[Records from a data collection]
□ □ □ □

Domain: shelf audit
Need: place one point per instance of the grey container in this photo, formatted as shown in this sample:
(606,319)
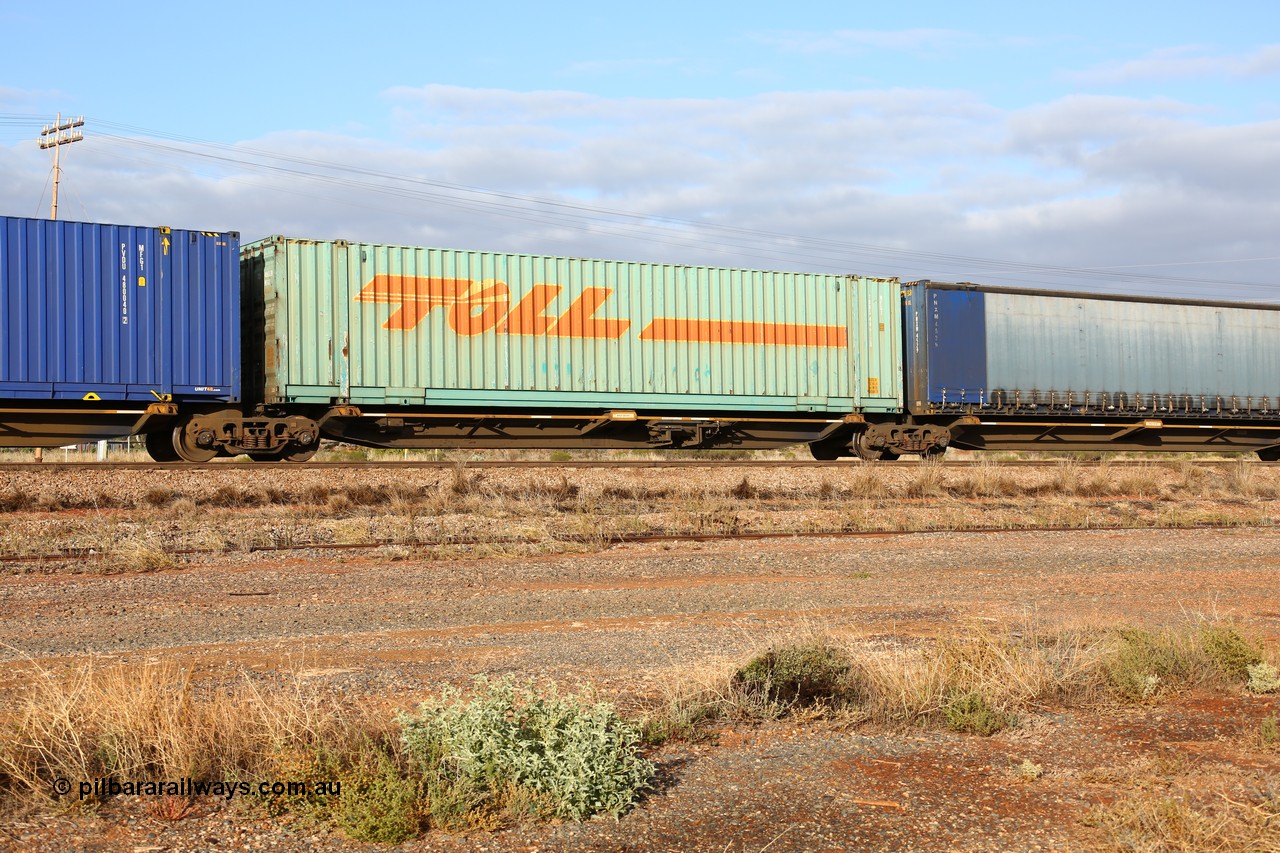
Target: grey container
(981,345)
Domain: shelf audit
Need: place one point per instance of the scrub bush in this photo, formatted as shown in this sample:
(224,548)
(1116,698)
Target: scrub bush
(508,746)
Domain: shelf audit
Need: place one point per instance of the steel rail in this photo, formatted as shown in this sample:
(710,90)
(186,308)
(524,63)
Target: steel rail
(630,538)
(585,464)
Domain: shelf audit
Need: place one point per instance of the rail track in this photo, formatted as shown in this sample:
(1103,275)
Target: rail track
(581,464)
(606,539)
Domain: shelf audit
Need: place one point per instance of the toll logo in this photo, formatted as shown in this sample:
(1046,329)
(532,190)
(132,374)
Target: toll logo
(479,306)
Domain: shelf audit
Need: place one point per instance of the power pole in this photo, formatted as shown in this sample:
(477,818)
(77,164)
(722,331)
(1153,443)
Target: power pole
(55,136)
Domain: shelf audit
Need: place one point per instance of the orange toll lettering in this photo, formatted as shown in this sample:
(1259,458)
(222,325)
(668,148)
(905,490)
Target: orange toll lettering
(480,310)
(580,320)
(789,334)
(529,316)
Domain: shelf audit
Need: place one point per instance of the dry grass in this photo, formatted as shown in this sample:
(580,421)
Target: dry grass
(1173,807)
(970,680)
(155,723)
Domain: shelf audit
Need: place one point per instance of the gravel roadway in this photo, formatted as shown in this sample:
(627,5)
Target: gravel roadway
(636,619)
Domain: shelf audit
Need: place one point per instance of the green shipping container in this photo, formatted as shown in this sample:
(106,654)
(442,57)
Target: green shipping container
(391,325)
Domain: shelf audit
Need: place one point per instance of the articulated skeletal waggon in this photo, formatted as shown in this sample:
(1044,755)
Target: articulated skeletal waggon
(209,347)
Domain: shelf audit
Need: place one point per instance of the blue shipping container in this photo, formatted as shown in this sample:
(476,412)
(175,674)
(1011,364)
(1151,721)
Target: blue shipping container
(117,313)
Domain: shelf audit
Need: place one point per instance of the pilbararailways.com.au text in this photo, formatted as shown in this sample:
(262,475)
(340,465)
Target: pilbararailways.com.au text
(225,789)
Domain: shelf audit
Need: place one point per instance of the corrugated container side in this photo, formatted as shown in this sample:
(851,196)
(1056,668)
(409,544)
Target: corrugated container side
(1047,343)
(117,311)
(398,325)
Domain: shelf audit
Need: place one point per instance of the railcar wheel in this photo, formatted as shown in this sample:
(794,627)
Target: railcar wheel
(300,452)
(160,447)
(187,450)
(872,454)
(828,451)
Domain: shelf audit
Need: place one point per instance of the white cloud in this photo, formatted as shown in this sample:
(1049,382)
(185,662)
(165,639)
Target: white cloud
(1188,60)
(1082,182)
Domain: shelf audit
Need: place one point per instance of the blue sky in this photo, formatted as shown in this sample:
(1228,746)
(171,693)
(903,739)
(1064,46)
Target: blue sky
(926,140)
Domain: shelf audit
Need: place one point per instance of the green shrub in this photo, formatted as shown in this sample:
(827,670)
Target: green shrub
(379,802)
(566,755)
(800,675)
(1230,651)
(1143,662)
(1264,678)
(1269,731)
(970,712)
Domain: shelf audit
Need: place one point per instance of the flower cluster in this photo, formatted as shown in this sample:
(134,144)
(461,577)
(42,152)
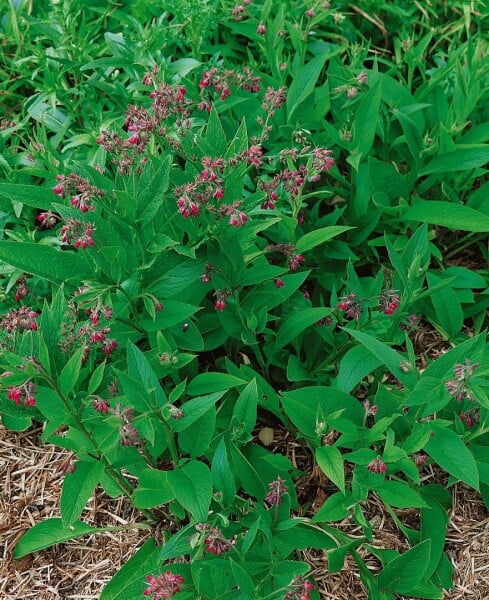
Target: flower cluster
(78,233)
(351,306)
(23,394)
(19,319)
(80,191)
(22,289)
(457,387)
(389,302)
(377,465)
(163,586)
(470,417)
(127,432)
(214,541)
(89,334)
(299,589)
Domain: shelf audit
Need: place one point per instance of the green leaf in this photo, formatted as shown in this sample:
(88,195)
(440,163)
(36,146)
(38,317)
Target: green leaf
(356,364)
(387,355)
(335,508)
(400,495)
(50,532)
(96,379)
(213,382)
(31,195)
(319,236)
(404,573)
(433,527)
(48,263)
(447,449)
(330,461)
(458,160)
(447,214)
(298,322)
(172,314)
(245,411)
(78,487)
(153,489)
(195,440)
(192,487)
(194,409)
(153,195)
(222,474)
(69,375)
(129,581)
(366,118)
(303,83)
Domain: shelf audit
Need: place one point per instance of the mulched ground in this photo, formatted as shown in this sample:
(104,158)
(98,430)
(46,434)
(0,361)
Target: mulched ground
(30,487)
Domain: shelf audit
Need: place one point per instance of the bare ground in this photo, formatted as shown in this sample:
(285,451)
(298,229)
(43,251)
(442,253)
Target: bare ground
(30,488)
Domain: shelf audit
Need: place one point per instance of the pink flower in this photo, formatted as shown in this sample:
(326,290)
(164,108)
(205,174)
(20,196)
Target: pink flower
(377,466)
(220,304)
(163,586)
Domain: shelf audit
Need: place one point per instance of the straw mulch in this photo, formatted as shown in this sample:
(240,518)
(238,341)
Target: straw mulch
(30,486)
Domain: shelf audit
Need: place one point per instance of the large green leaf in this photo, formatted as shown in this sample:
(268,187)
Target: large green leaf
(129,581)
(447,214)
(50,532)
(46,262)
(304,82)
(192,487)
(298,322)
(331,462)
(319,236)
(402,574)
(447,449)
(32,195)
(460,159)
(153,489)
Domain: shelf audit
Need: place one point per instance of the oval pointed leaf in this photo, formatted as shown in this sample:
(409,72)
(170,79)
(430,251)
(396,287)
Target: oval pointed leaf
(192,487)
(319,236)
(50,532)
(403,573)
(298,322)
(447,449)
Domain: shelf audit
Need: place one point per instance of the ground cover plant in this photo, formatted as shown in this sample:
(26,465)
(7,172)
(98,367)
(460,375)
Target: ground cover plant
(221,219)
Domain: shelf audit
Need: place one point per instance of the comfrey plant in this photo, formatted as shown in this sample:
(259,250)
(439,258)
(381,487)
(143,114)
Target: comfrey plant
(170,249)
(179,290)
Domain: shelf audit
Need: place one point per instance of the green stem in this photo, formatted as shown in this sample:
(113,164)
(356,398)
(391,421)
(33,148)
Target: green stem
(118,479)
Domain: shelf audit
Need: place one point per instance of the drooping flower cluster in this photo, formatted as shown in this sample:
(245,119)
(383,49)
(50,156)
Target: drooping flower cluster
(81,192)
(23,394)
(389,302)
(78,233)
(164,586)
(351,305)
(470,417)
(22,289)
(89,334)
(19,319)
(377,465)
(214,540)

□ □ □ □

◆ Activity ◆
You are asked to output the records precisely as they appear, minus any pictures.

◆ Reply ◆
Domain: shelf audit
Need: place one point per instance of the grey container in this photo, formatted as shown in this sample:
(606,319)
Target: grey container
(981,345)
Domain: shelf audit
Need: place one point per instance of the scrub bush in this photo, formatted as shown in this sample:
(224,548)
(1116,698)
Target: scrub bush
(508,746)
Domain: shelf audit
Need: place one point per instance of the steel rail in this photo, formatted as shown in this sample:
(710,90)
(186,308)
(524,63)
Target: steel rail
(630,538)
(585,464)
Domain: shelf audit
Need: place one point per instance of the rail track in this photo, formatted as shown in this sample:
(1103,275)
Target: rail track
(581,464)
(606,539)
Domain: shelf audit
Need: place one point per instance of the toll logo in this photo, formatted as shown in this sample:
(1046,329)
(532,190)
(132,374)
Target: toll logo
(479,306)
Domain: shelf audit
Need: place one point per instance of the power pole in this photo, formatted as shown in this sample:
(477,818)
(77,164)
(722,331)
(1153,443)
Target: power pole
(55,136)
Domain: shelf audit
Need: place one point per instance of the orange toll lettering in this photo, formatted as shown in this sample:
(1259,458)
(222,325)
(668,148)
(905,490)
Target: orange toll lettering
(480,310)
(580,320)
(789,334)
(529,316)
Domain: shelf audit
Need: place one point per instance of the dry grass in this photo, formatted as shown in this sample:
(580,421)
Target: dry grass
(1173,807)
(970,680)
(155,723)
Domain: shelf audit
Need: place one point per instance of the gravel roadway in this photo, formatted as shown in this sample:
(627,5)
Target: gravel roadway
(636,619)
Domain: shelf audit
Need: place one point per instance of the green shipping container in this photo, formatted as shown in this sample:
(106,654)
(442,57)
Target: green shipping container
(391,325)
Domain: shelf audit
Need: place one point per instance of the articulated skeletal waggon in this photo, formatted as shown in this sample:
(1044,755)
Target: articulated skeletal waggon
(209,347)
Domain: shelf audit
Need: place one point per instance of the blue shipping container in this photo, formatted as shown in this sample:
(476,412)
(175,674)
(1011,364)
(1151,721)
Target: blue shipping container
(117,313)
Domain: shelf audit
Need: place one point per instance of the pilbararailways.com.au text in this photo, formatted as shown in this sample:
(262,475)
(340,465)
Target: pilbararailways.com.au text
(225,789)
Domain: shelf audit
Need: place one point per instance of the corrugated container side in this photo, formatted as shown in this sample:
(851,196)
(1056,668)
(409,544)
Target: corrugated container side
(1047,343)
(117,311)
(398,325)
Domain: shelf audit
Need: place one point per instance of the railcar wheel in this photo, formatted as shown in this sample:
(794,627)
Target: railcar wheel
(300,452)
(160,447)
(187,450)
(872,454)
(828,451)
Domain: shelf audit
Need: place one point per instance of the white cloud in this photo, formatted as shown in this sample:
(1049,382)
(185,662)
(165,639)
Target: white cloud
(1188,60)
(1082,182)
Domain: shelf audit
Need: place one point per instance of the blue sky in this photo, formatted as shown in this sample:
(1228,746)
(171,693)
(903,739)
(1064,46)
Target: blue sky
(926,140)
Domain: shelf audit
Need: place one point per instance of the green shrub in this photo, formatted as shown in this sample:
(827,670)
Target: green shrub
(379,802)
(566,755)
(800,675)
(1230,651)
(1143,662)
(1264,678)
(1269,731)
(970,712)
Domain: shelf audit
Need: place one point per instance of the flower cluster in this photo, formatted as shown in this sample:
(134,144)
(461,577)
(42,152)
Target: flower cluster
(78,233)
(351,306)
(23,394)
(19,319)
(80,191)
(22,289)
(457,387)
(389,302)
(377,465)
(163,586)
(470,417)
(127,432)
(214,541)
(89,334)
(299,589)
Domain: shelf audit
Need: place one point per instance of the green leaf in this photo, formatted as shown in this sample:
(88,195)
(440,163)
(36,146)
(38,317)
Target: green leaf
(356,364)
(387,355)
(335,508)
(400,495)
(50,532)
(96,379)
(213,382)
(31,195)
(319,236)
(404,573)
(433,527)
(48,263)
(447,449)
(330,461)
(458,160)
(447,214)
(298,322)
(172,314)
(245,411)
(78,487)
(153,489)
(195,440)
(192,487)
(194,409)
(153,195)
(222,474)
(69,375)
(129,581)
(366,118)
(303,83)
Domain: shelf audit
Need: place one point per instance of the mulched ground in this photo, formatted as shown in this sample:
(104,158)
(98,430)
(46,434)
(0,361)
Target: mulched ground
(30,487)
Domain: shelf audit
Need: place one point per instance of the bare ground in this photo, formatted as shown in this sample:
(285,451)
(298,229)
(43,251)
(442,253)
Target: bare ground
(30,488)
Domain: shelf audit
Need: place one point per instance of the pink flower in this photo, formatted as shown in this sample:
(326,290)
(164,108)
(205,174)
(20,196)
Target: pink flower
(377,466)
(220,304)
(163,586)
Domain: shelf audit
Need: place one point per instance of the straw mulch in this photo, formatted as shown in this sample:
(240,518)
(238,341)
Target: straw mulch
(30,486)
Domain: shelf audit
Need: place one point per instance of the large green leaf in this photo, formatted as shown in this sample:
(268,187)
Target: large green leaf
(129,581)
(447,214)
(50,532)
(46,262)
(304,82)
(192,487)
(298,322)
(331,462)
(319,236)
(402,574)
(447,449)
(32,195)
(460,159)
(153,489)
Domain: shelf audit
Need: place one point per instance of the oval pointed leaf in this photo, formatted as shown in this sample:
(409,72)
(170,79)
(430,251)
(396,287)
Target: oval pointed leaf
(192,487)
(319,236)
(50,532)
(403,573)
(298,322)
(447,449)
Domain: shelf audit
Need: place one point per instance of the ground cover plant in this photo, formatted as shown in this sample:
(26,465)
(7,172)
(98,367)
(460,375)
Target: ground cover plant
(221,219)
Domain: shelf audit
Need: place one point per instance of the comfrey plant in this photo, formatted as shown in this sample:
(259,250)
(439,258)
(381,487)
(143,114)
Target: comfrey plant
(170,249)
(179,290)
Domain: shelf audit
Need: place one point per instance of the green stem in this photo, formatted as shown in this sample:
(113,164)
(356,398)
(391,421)
(33,148)
Target: green stem
(118,479)
Domain: shelf audit
Need: place one point per instance of the drooping flower cluster in this photo, formatted as shown in this sample:
(245,119)
(383,49)
(50,156)
Target: drooping flower cluster
(81,192)
(23,394)
(389,302)
(78,233)
(164,586)
(351,305)
(470,417)
(22,289)
(89,334)
(19,319)
(377,465)
(214,540)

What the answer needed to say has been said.